» READING PASSAGE:
America’s Big Time Problem

I spent my first full day in Berlin today and one thing struck me big time: things are smaller here than they are in America. The portion sizes are smaller, the living quarters are smaller, the coffee and tea cups are smaller, the plates are smaller, the cars are smaller. Everything here seems smaller. This somehow strikes me as better than what we have in America, where bigger is still not enough.

I’m reminded of Peter Gabriel’s 1986 hit “Big Time”, with the lyrics:

Hi there

I’m on my way, I’m making it
I’ve got to make it show, yeah
So much larger than life
I’m going to watch it growing

The place where I come from is a small town
They think so small
They use small words
But not me
I’m smarter than that
I worked it out
I’ve been stretching my mouth
To let those big words come right out

I’ve had enough, I’m getting out
To the city, the big big city
I’ll be a big noise with all the big boys
There’s so much stuff I will own
And I will pray to a big god
As I kneel in the big church

Big time
I’m on my way-I’m making it
Big time big time
I’ve got to make it show yeah
Big time big time
So much larger than life
Big time
I’m going to watch it growing
Big time

My parties all have big names
And I greet them with the widest smile
Tell them how my life is one big adventure
And always they’re amazed
When I show them round my house, to my bed
I had it made like a mountain range
With a snow-white pillow for my big fat head
And my heaven will be a big heaven
And I will walk through the front door

Big time
I’m on my way-I’m making it
Big time big time
I’ve got to make it show-yeah
Big time big time
So much larger than life
I’m going to watch it growing
Big time big time
My car is getting bigger
Big time
My house is getting bigger
Big time
My eyes are getting bigger
Big time
And my mouth
Big time
My belly is getting bigger
Big time
And my bank account
Big time
Look at my circumstance
Big time
And the bulge in my big big big big big big big

You can see the video and hear the song here:

Big houses. Big cars. Big heads. Big everything. Yes, America is the land of the big everything. Oddly enough, I actually performed this song at a talent show in college:

That’s me performing “Big Time” with Jennifer Dickinson Skaggs. Her face cracks me up!

» TASK REQUIREMENTS:
[1] In the post about life in Berlin, who performed "Big Time" with the writer at a college talent show?
[2] Reproduce, word for word, the part of the post about life in Berlin that begins with the words containing "You can see" and ends with "cracks me up!".
The data after this point is not needed.

» EXTRACTED INFORMATION:

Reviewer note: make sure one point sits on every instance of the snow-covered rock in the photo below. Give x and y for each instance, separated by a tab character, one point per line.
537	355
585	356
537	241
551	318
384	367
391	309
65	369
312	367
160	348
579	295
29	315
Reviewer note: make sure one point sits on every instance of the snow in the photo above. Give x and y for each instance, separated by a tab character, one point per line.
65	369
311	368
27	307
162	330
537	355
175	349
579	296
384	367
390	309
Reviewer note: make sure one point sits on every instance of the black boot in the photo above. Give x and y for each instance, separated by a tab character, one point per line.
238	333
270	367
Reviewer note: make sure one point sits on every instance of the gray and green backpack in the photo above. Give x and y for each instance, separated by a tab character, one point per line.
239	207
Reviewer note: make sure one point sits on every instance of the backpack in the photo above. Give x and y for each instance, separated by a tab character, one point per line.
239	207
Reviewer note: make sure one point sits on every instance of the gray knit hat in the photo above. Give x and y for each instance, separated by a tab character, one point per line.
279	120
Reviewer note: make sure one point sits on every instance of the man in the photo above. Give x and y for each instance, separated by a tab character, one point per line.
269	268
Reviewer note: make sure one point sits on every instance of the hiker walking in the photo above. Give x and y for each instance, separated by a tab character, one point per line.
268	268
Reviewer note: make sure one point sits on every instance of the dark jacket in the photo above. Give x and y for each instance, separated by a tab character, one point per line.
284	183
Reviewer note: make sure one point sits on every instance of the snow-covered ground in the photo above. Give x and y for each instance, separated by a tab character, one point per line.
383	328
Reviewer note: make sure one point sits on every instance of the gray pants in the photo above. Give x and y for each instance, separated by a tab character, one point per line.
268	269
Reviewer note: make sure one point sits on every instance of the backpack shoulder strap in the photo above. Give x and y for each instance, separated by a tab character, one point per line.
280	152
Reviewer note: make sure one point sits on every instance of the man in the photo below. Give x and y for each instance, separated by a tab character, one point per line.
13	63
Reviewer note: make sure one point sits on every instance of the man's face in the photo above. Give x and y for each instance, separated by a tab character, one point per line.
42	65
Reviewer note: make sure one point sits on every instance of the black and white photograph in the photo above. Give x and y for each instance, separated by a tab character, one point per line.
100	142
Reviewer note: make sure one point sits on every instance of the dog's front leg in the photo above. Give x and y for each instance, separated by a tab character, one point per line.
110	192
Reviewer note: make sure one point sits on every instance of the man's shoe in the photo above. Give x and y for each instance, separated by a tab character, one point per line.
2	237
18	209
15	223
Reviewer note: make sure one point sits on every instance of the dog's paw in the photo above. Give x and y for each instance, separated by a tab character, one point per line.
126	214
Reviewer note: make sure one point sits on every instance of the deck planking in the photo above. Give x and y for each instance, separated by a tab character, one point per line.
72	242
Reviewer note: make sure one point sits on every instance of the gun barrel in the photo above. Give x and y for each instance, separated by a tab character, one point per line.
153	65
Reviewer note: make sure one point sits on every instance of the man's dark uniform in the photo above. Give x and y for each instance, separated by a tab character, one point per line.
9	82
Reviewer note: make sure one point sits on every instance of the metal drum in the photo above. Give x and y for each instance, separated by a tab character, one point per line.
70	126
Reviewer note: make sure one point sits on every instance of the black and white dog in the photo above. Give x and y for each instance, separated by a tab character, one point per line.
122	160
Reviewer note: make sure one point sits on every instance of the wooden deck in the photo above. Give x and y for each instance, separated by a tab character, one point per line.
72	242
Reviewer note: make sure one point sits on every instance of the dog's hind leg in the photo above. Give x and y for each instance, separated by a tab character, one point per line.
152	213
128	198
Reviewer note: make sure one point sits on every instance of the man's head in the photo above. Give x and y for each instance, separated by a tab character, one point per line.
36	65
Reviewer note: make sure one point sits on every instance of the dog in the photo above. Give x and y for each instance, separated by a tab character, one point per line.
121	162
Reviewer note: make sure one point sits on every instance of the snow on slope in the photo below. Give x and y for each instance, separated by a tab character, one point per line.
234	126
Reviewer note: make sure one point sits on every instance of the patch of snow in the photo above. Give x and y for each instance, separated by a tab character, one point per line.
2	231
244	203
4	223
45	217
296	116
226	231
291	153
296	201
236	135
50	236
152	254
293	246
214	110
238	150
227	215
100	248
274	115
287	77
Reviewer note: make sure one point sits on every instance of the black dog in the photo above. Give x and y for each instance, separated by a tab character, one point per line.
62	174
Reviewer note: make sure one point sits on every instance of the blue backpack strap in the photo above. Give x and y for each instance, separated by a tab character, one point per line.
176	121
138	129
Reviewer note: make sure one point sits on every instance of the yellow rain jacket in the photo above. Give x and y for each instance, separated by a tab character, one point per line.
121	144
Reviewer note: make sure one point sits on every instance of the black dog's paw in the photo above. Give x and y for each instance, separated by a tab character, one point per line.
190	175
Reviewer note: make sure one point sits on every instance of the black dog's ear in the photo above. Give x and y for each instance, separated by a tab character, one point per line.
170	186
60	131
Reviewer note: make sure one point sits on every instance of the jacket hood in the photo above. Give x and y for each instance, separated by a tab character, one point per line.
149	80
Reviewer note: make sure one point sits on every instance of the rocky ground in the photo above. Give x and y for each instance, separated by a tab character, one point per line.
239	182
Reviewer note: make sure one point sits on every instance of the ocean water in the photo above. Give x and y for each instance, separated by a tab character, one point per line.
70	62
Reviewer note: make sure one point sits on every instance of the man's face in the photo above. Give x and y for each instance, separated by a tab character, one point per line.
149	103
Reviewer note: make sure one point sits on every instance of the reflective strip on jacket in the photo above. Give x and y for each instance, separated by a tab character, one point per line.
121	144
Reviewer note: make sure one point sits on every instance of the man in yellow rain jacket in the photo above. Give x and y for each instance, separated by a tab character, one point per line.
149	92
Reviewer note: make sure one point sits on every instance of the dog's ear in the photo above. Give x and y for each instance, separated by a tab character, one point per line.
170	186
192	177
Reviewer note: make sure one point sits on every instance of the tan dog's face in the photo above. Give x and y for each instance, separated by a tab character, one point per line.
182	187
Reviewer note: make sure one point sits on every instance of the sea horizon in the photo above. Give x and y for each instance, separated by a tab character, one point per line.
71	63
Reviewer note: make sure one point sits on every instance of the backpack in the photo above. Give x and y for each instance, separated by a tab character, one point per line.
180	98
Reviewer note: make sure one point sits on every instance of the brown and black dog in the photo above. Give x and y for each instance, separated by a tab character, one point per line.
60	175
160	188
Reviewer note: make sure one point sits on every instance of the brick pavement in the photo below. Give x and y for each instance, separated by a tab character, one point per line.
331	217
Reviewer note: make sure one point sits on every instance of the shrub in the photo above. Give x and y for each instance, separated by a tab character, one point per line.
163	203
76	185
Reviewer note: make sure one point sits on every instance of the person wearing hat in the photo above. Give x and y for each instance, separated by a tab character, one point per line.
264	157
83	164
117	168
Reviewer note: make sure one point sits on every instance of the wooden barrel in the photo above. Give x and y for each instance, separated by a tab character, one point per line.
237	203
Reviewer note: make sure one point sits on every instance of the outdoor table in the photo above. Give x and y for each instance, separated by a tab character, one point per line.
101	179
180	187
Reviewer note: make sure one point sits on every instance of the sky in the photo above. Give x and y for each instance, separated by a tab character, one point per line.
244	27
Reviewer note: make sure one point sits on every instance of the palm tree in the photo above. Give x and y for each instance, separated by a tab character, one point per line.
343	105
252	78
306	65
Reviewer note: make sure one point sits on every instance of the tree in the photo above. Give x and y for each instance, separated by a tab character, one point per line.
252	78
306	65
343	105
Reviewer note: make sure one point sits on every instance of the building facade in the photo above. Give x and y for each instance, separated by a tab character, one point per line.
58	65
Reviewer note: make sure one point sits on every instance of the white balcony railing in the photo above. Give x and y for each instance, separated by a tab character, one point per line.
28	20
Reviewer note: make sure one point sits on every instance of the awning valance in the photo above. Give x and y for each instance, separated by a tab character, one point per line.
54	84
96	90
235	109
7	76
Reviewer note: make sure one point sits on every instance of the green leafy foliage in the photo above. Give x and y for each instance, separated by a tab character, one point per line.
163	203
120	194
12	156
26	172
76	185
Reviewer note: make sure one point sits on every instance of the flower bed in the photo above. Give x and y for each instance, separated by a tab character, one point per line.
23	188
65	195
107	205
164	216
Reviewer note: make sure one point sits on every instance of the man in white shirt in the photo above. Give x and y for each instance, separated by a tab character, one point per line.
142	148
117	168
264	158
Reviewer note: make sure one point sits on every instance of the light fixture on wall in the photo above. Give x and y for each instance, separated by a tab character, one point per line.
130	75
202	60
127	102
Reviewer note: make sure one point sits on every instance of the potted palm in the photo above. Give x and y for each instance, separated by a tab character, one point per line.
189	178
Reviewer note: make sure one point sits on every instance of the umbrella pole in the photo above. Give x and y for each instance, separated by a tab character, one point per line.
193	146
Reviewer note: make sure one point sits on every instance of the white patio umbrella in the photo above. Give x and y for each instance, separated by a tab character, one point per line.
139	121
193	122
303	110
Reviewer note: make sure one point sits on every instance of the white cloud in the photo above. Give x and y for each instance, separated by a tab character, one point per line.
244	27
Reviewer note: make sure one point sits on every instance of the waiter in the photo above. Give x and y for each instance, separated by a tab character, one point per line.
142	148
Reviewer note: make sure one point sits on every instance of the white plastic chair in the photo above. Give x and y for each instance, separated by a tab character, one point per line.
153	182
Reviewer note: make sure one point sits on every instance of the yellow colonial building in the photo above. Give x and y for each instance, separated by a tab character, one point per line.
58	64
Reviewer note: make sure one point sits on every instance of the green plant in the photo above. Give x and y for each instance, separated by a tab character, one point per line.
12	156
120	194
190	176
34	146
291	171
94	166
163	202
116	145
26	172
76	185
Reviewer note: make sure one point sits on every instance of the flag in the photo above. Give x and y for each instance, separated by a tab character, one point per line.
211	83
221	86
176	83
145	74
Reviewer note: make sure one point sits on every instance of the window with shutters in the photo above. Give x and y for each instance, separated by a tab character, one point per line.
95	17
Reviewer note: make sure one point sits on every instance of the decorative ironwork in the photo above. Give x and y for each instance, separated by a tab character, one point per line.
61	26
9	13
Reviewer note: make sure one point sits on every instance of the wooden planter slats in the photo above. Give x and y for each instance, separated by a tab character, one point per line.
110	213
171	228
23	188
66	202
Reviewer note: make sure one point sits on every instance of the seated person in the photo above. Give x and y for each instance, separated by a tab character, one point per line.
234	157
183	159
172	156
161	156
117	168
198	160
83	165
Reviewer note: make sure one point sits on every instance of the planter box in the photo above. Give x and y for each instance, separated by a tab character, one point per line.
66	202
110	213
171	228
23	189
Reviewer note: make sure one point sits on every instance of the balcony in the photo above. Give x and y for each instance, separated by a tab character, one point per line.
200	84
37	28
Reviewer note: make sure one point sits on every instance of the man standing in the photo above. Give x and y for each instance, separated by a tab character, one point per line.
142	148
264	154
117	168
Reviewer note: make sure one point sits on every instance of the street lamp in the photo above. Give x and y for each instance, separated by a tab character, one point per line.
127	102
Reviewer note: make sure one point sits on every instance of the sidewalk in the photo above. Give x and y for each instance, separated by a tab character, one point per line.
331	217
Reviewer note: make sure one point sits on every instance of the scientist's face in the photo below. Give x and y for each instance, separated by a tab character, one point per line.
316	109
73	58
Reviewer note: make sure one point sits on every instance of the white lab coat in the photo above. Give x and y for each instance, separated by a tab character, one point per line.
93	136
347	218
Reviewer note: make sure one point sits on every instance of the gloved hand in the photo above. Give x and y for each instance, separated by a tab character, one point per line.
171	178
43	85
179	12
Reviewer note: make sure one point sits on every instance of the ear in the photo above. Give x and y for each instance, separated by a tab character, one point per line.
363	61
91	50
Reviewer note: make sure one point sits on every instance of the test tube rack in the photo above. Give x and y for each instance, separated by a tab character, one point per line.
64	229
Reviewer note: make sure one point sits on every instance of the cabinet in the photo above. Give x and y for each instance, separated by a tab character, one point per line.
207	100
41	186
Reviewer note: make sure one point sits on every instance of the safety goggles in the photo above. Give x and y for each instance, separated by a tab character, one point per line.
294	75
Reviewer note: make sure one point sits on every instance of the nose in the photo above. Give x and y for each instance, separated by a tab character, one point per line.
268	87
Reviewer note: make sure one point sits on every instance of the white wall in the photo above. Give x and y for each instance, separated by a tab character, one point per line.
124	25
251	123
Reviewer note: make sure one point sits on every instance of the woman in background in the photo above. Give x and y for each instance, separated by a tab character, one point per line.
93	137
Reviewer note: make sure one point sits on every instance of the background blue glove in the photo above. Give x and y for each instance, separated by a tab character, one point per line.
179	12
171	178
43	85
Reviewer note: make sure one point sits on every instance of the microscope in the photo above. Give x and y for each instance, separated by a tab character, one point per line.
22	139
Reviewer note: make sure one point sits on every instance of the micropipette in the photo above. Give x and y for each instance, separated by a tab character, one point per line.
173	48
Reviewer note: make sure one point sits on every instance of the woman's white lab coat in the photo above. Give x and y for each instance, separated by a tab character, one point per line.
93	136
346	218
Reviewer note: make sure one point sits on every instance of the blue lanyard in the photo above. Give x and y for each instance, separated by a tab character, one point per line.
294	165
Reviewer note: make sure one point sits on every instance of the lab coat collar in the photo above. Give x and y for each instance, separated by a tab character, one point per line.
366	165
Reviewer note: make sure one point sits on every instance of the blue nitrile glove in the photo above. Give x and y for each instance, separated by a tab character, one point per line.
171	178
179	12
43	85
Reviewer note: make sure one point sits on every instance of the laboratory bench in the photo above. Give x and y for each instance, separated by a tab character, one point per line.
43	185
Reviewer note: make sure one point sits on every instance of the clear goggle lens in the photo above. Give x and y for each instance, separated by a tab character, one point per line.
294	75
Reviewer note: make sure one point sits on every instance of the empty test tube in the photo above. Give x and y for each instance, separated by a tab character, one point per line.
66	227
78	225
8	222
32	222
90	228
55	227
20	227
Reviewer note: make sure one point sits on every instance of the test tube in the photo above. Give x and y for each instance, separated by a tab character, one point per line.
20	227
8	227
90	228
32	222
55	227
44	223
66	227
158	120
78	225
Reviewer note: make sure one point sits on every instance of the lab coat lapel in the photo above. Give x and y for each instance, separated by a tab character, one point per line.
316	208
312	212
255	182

» ANSWER SET:
[1] Jennifer Dickinson Skaggs.

[2]
You can see the video and hear the song here:

Big houses. Big cars. Big heads. Big everything. Yes, America is the land of the big everything. Oddly enough, I actually performed this song at a talent show in college:

That’s me performing “Big Time” with Jennifer Dickinson Skaggs. Her face cracks me up!